Le consegne:
• A. Spiega in una o due frasi come, secondo il brano su Milano, la città e la sua area metropolitana dovrebbero contribuire a trovare soluzioni, e in attesa di che cosa.
• B. Cita dal brano su Milano il passo compreso tra "È questo il" e "Rota, Marco Vitale.", estremi inclusi.

Estratto del testo:
= = = = =

Milano e la sua area metropolitana, per molteplici e conosciute condizioni,
proprio per questo, non devono farsi relegare in un ruolo gregario, ma
possono e devono concorrere a trovare delle possibili soluzioni, partendo
dalle leve su cui possono fare autonomamente forza e facendo pesare a
livello nazionale tutto il proprio peso specifico, in attesa che la
politica nel suo complesso ritrovi senso e direzione di marcia.
È questo il senso dell’iniziativa cultural-politica sintetizzata in un
documento che è stato distribuito in occasione di una recente serata al
Circolo De Amicis e che ha tra i suoi primi firmatari: Piervito Antoniazzi,
Felice Besostri, Francesco Bizzotto, Massimo Cingolani, Giovanni Cominelli,
Alessandro Dalai, Franco D’Alfonso, Emilio Genovesi, Mattia Granata,
Cristina Jucker, Ilaria Li Vigni, Luciano Pilotti, Davide Rampello, Stefano
Rolando, Ennio Rota, Marco Vitale.

= = = = =

Dati forniti:
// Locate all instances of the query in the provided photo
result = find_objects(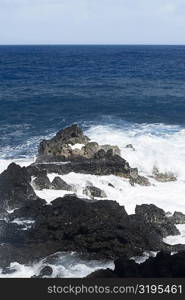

= = = = =

Risultati per consegna:
• A. Milano e la sua area metropolitana dovrebbero partire dalle leve su cui possono fare autonomamente forza e far pesare a livello nazionale tutto il proprio peso specifico. Devono farlo in attesa che la politica nel suo complesso ritrovi senso e direzione di marcia.

• B.
È questo il senso dell’iniziativa cultural-politica sintetizzata in un
documento che è stato distribuito in occasione di una recente serata al
Circolo De Amicis e che ha tra i suoi primi firmatari: Piervito Antoniazzi,
Felice Besostri, Francesco Bizzotto, Massimo Cingolani, Giovanni Cominelli,
Alessandro Dalai, Franco D’Alfonso, Emilio Genovesi, Mattia Granata,
Cristina Jucker, Ilaria Li Vigni, Luciano Pilotti, Davide Rampello, Stefano
Rolando, Ennio Rota, Marco Vitale.